### Data section
-=-=-=-=-
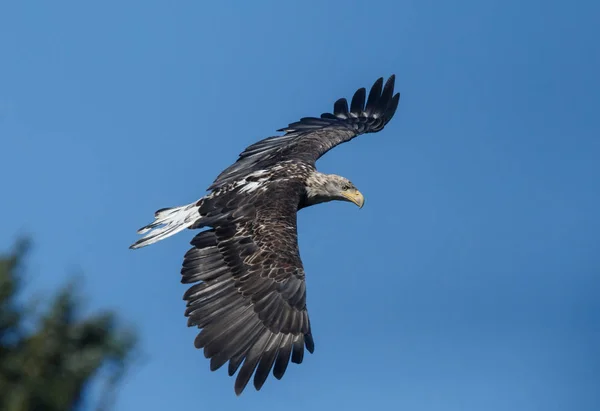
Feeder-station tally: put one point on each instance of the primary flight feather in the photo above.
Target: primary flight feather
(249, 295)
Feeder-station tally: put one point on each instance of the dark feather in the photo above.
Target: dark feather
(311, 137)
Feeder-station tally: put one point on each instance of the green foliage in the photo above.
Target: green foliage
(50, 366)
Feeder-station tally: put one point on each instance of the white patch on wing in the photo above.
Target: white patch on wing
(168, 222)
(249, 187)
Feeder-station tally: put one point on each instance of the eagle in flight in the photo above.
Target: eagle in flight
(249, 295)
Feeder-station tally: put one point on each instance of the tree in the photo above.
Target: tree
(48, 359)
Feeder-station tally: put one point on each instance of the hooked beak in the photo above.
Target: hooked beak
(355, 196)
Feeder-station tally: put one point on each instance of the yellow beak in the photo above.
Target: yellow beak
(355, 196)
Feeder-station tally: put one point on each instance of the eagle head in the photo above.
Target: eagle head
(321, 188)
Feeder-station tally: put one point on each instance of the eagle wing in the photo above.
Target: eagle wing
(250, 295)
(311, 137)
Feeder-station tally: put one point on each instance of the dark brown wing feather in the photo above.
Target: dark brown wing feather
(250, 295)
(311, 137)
-=-=-=-=-
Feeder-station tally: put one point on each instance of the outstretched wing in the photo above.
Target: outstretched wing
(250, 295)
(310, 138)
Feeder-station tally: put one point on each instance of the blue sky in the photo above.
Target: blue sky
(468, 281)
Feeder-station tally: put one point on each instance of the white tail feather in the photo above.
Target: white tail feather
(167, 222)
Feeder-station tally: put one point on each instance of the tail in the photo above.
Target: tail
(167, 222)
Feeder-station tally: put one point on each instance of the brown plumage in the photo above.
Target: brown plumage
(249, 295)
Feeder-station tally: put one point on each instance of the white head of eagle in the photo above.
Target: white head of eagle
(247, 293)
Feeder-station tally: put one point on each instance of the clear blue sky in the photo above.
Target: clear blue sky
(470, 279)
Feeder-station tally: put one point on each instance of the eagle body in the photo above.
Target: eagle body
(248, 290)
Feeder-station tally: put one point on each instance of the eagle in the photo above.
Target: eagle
-=-=-=-=-
### Given instruction
From the items above, pull out each line that contains the word "clear" and copy it in full.

### Solved exercise
Feeder-station tally: put one point on each instance of the clear blue sky in the photo above.
Target: clear blue sky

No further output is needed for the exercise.